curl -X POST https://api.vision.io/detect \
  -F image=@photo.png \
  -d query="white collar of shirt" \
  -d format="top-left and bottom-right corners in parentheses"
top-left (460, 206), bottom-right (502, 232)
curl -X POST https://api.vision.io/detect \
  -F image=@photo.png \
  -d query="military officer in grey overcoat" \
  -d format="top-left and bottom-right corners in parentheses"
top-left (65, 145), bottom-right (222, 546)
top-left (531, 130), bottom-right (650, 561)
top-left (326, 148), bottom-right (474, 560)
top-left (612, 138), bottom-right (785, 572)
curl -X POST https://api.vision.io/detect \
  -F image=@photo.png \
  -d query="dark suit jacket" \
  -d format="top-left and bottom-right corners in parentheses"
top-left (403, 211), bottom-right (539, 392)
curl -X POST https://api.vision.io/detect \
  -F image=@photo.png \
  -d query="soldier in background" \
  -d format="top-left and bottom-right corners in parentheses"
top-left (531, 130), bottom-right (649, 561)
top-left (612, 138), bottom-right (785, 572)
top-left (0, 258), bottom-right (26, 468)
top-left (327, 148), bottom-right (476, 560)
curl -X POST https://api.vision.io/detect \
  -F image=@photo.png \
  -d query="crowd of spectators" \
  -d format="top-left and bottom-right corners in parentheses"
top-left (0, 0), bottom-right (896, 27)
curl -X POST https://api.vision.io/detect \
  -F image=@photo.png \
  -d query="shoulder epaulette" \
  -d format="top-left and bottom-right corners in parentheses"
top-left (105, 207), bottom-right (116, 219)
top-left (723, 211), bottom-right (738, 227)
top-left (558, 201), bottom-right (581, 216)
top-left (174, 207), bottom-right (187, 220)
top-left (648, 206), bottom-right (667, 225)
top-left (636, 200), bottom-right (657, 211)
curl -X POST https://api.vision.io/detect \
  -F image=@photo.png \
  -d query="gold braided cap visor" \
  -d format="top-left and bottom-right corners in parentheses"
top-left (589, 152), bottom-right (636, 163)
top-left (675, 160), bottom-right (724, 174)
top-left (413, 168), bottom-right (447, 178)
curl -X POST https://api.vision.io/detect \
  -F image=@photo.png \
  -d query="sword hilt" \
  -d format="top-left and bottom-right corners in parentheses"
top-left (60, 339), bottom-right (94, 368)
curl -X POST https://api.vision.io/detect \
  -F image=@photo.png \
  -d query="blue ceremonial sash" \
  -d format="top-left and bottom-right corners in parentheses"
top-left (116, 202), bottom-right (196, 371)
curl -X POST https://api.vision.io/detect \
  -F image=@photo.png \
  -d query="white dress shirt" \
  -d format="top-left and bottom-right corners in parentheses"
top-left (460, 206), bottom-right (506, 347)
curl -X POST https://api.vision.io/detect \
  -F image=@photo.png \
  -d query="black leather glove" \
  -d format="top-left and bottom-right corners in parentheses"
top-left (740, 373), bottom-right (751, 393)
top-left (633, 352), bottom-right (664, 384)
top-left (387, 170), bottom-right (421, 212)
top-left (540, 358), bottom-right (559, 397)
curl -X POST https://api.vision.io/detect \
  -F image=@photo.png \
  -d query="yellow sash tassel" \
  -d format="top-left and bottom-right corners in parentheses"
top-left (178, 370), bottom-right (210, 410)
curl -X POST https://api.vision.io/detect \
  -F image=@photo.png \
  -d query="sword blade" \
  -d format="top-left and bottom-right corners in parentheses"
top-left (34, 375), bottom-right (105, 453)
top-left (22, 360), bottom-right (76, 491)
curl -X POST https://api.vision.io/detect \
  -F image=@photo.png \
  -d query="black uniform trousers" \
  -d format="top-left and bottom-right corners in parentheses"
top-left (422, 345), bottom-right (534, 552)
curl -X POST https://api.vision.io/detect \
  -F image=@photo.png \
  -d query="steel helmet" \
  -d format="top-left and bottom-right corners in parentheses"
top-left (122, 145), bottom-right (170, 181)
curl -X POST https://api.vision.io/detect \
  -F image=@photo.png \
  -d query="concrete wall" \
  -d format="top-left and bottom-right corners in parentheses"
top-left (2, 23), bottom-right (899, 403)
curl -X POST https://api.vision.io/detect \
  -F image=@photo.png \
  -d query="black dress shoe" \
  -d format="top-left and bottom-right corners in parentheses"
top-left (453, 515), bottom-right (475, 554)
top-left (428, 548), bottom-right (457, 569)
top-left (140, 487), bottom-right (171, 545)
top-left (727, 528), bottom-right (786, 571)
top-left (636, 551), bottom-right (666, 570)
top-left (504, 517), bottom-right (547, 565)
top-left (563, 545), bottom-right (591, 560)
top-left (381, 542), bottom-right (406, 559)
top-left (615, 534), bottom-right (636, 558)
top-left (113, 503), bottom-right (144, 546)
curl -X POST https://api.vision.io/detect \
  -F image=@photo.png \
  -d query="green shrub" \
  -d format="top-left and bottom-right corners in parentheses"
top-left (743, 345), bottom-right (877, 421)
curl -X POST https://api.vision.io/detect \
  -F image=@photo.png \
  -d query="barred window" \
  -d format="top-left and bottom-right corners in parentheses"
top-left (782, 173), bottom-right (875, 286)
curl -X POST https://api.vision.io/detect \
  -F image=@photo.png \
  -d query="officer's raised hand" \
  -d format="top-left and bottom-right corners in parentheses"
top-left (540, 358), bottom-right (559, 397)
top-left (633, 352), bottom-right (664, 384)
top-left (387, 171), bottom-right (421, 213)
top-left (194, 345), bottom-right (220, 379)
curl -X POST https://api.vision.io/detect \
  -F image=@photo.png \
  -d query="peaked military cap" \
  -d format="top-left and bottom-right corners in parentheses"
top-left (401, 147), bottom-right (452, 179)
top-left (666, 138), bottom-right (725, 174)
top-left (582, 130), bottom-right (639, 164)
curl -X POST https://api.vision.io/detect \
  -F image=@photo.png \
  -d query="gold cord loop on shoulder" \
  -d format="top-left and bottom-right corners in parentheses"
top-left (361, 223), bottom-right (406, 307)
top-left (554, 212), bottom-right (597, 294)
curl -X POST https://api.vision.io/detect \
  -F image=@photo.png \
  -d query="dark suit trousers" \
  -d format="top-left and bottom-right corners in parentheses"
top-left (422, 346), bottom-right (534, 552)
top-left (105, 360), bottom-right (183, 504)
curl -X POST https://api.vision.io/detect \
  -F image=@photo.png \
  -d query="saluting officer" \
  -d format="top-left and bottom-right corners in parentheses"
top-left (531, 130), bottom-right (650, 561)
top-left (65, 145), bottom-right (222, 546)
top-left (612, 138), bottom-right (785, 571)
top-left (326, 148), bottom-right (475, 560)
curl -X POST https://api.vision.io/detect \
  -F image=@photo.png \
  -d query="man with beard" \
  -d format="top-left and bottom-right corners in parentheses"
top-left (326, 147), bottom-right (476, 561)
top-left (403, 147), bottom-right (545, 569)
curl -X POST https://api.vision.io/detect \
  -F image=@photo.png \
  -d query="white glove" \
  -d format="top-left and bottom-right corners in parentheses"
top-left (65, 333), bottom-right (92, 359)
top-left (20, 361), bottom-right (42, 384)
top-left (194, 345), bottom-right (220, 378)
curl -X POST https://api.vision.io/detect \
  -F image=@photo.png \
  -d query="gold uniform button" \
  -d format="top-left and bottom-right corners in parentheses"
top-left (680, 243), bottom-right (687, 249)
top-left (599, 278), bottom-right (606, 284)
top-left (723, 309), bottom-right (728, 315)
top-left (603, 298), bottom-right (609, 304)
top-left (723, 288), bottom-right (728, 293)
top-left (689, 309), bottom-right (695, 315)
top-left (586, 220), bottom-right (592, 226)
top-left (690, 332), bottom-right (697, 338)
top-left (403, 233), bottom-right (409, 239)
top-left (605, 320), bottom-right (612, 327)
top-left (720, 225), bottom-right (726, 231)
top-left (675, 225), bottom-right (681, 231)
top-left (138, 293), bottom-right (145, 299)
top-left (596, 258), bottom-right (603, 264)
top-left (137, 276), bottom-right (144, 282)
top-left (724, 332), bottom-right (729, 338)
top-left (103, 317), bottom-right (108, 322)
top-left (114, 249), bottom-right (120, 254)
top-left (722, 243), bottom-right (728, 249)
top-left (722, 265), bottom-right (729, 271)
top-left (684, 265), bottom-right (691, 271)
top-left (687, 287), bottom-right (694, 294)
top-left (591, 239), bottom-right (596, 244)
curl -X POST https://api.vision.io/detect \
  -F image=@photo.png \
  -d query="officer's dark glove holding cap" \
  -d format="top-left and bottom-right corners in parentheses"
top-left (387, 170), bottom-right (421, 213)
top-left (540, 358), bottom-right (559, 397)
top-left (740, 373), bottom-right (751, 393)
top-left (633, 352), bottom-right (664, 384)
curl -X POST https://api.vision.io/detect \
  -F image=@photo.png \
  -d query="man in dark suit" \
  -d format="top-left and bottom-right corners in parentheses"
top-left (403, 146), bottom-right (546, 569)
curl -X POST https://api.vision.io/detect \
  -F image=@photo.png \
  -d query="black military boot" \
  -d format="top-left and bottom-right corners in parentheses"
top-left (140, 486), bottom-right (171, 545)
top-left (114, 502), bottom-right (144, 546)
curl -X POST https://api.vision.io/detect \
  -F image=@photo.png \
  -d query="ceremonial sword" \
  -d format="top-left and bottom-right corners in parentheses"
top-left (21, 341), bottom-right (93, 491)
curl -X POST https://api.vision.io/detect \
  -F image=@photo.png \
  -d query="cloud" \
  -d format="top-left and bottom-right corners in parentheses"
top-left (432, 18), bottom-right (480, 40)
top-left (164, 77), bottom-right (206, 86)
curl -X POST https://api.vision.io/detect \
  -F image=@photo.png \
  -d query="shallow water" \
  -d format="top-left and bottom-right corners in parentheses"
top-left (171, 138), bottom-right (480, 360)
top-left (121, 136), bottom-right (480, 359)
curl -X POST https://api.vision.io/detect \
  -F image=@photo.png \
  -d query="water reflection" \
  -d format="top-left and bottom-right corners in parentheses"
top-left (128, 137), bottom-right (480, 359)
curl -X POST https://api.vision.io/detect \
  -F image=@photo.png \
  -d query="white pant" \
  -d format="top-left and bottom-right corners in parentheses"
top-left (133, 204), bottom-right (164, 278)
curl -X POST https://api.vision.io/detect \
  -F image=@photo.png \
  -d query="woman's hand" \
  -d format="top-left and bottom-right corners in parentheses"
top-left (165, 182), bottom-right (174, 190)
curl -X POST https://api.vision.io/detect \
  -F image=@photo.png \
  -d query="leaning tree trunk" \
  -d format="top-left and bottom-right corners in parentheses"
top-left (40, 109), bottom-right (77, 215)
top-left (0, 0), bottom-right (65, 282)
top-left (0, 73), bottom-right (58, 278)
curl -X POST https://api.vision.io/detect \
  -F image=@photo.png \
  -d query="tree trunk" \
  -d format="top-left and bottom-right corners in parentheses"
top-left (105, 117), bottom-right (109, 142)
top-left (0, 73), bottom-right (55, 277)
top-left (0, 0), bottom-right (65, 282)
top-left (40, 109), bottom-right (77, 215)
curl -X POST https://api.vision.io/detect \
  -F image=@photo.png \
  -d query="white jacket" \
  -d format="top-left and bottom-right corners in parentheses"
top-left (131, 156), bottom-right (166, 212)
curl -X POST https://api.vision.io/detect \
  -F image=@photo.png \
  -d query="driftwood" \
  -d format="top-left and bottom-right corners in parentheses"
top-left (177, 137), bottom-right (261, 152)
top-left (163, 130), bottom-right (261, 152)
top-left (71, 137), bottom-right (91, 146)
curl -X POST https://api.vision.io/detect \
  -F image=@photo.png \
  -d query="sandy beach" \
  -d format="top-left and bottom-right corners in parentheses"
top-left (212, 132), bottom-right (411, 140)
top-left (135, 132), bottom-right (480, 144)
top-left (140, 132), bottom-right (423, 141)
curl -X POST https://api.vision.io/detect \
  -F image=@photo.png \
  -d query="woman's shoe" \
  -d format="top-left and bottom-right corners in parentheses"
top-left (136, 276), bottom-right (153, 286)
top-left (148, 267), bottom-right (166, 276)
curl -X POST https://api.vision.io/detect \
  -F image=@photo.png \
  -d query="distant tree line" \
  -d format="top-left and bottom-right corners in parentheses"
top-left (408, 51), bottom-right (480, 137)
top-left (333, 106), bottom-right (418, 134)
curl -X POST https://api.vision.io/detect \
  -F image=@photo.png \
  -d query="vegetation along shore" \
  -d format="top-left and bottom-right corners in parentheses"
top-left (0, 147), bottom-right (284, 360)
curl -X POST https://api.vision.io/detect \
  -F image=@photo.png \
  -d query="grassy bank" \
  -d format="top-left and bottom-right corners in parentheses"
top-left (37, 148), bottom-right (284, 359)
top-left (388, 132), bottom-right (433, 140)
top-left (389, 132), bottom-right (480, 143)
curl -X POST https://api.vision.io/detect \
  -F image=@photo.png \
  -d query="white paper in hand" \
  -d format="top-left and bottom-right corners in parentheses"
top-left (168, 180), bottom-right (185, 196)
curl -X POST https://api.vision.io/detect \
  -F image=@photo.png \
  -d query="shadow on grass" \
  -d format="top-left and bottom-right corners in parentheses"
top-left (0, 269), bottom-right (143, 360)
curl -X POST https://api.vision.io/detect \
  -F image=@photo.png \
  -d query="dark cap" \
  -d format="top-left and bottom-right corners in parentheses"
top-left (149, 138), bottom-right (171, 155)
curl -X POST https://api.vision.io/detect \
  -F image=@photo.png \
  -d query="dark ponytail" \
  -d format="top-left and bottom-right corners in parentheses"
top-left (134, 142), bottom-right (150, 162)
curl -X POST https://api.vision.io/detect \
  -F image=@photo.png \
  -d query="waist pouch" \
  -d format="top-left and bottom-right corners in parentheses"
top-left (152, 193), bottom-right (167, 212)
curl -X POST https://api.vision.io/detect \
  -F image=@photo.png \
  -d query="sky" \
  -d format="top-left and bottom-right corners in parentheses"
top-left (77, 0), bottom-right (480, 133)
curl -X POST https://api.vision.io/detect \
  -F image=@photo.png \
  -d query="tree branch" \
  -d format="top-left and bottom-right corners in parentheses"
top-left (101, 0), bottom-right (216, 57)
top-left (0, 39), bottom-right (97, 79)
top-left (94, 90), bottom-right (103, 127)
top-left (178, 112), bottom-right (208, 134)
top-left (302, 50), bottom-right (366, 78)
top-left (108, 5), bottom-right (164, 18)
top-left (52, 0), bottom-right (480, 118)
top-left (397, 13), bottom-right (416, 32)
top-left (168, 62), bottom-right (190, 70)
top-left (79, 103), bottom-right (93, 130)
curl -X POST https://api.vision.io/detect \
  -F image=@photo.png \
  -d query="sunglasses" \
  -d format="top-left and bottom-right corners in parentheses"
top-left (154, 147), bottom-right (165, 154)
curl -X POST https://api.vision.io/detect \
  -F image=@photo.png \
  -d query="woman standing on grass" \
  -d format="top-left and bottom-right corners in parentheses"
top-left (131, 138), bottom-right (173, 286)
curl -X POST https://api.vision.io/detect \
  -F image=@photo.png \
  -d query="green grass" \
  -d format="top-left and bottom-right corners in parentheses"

______

▶ _PROBLEM_
Return, line for line and unchanged, the data from its first line through the line containing "officer in grey".

▶ _RESPONSE_
curl -X POST https://api.vision.io/detect \
  -F image=@photo.png \
  -d query="white collar of shirt" \
  -d format="top-left and bottom-right corners in parentheses"
top-left (460, 206), bottom-right (502, 232)
curl -X POST https://api.vision.io/detect \
  -F image=@photo.png \
  -d query="military officer in grey overcoat" \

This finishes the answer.